[Object detection data]
+++++
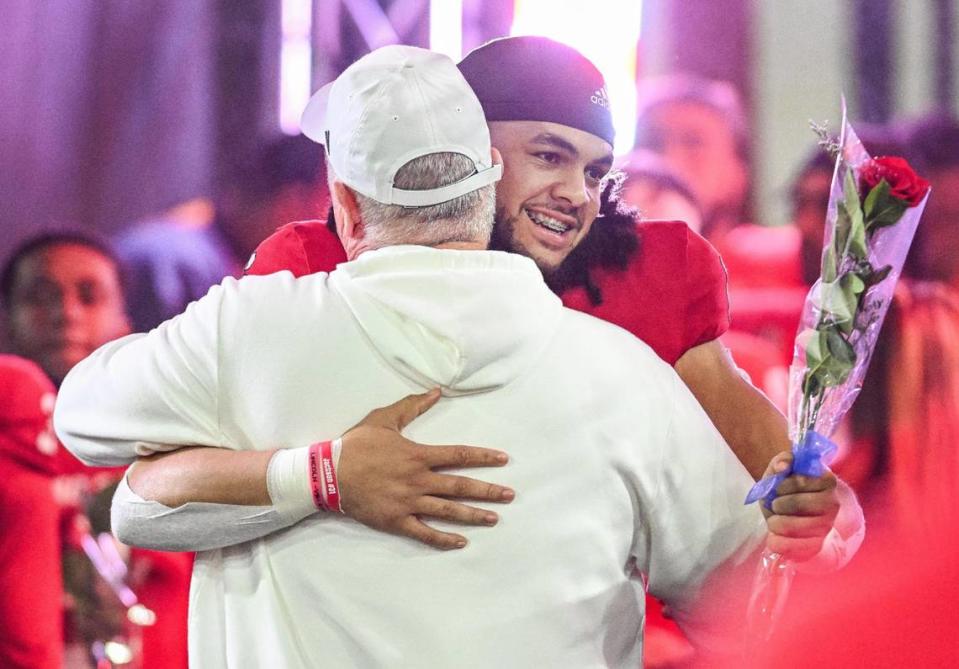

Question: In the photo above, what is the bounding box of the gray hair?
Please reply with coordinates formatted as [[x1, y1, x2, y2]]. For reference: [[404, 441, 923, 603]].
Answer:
[[330, 153, 496, 248]]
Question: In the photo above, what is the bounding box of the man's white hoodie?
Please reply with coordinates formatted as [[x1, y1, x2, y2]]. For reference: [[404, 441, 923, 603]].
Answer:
[[55, 246, 765, 668]]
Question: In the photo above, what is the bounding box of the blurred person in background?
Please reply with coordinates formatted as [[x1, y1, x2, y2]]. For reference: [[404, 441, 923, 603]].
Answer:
[[636, 74, 751, 243], [904, 113, 959, 291], [0, 230, 192, 668], [617, 149, 703, 233], [116, 135, 329, 332], [0, 231, 130, 386], [837, 280, 959, 546], [0, 355, 63, 669]]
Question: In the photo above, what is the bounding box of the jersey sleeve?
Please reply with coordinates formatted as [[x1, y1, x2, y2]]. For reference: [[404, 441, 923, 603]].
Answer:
[[244, 221, 346, 277], [683, 229, 729, 350]]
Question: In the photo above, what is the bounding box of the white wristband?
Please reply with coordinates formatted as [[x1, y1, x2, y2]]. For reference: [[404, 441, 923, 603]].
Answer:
[[266, 446, 316, 522], [796, 522, 866, 574]]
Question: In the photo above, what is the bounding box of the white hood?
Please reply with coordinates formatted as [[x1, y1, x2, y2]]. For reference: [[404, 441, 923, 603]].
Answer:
[[330, 246, 562, 395]]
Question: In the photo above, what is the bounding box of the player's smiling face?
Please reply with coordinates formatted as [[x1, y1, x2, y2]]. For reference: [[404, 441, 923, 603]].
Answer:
[[489, 121, 613, 274]]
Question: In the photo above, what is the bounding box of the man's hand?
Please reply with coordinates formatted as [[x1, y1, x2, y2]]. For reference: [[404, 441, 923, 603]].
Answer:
[[336, 389, 514, 550], [763, 451, 839, 562]]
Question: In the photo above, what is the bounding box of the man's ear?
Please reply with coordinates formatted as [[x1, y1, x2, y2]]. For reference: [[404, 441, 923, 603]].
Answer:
[[330, 181, 364, 260]]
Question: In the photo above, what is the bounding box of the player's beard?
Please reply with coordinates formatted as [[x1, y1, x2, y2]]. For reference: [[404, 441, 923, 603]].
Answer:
[[489, 207, 562, 281]]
+++++
AIM OF THE EXERCISE: Render every line of the entries above as a Markdown table with two columns, Row and Line, numbering the rows in order and omitting blank lines. Leave the images out of the table.

RESPONSE TO THE EXERCISE:
| Row | Line |
|---|---|
| 1 | Question: In the photo above, what is the bounding box of the gray hair? |
| 2 | Please reply with coordinates formatted as [[x1, y1, x2, y2]]. For reference: [[404, 441, 923, 603]]. |
| 3 | Answer: |
| 4 | [[330, 153, 496, 248]] |
| 5 | Question: In the photo above, what is the bounding box of the man's white hoodie? |
| 6 | Please reply with coordinates formatted as [[x1, y1, x2, y2]]. For reference: [[404, 441, 923, 603]]. |
| 7 | Answer: |
| 8 | [[55, 246, 765, 668]] |
| 9 | Question: In the photo above, what is the bounding box of the blurred person in background? |
| 10 | Please reply with coordinates formatted as [[x1, y1, x2, y2]]. For reference: [[404, 441, 923, 603]]. |
| 11 | Answer: |
| 12 | [[636, 74, 751, 243], [904, 113, 959, 291], [0, 230, 192, 668], [617, 149, 703, 233], [116, 135, 329, 332], [0, 231, 130, 386], [837, 280, 959, 546], [0, 355, 63, 669]] |
| 13 | Question: In the photo above, what is the bounding box of the jersey sleeve? |
| 14 | Please reply with coordinates formatted as [[x1, y1, x2, y2]]. For reference: [[404, 441, 923, 603]]. |
| 15 | Answer: |
| 16 | [[244, 221, 346, 277], [683, 229, 729, 350]] |
| 17 | Question: In the photo above, what is the bounding box of the white wristband? |
| 18 | Please reply with coordinates formatted as [[x1, y1, x2, y2]]. For reference: [[404, 441, 923, 603]]. |
| 19 | Answer: |
| 20 | [[266, 446, 316, 522], [796, 522, 866, 574]] |
| 21 | Question: In the photo above, what is the bounding box of the white hood? |
| 22 | Please reply with coordinates formatted as [[x1, y1, x2, y2]]. For reference: [[404, 441, 923, 603]]. |
| 23 | Answer: |
| 24 | [[330, 246, 562, 395]] |
| 25 | Question: In the photo above, what is the bounding box of the player's smiling face? |
| 26 | Please reply with coordinates formatted as [[x1, y1, x2, y2]]. For reference: [[404, 441, 923, 603]]. |
| 27 | Answer: |
| 28 | [[489, 121, 613, 274]] |
| 29 | Question: In the photo above, what is the bounding box of the man's hand? |
| 30 | Please reply with coordinates formatted as [[x1, y1, x2, y2]]. For reference: [[404, 441, 923, 603]]. |
| 31 | Answer: |
| 32 | [[336, 389, 514, 550], [763, 451, 839, 562]] |
| 33 | Question: In the photo above, what is the bounding box of the man's ear? |
| 34 | Please reply with coordinates formatted as [[x1, y1, x2, y2]]. For reference: [[404, 441, 923, 603]]. |
| 35 | Answer: |
| 36 | [[330, 181, 364, 260]] |
| 37 | Question: In the photo above, what is the bounding box of the player's beard? |
| 38 | Please reply with coordinates formatted as [[x1, y1, x2, y2]]. For reference: [[404, 441, 923, 603]]. |
| 39 | Answer: |
| 40 | [[489, 207, 562, 281]] |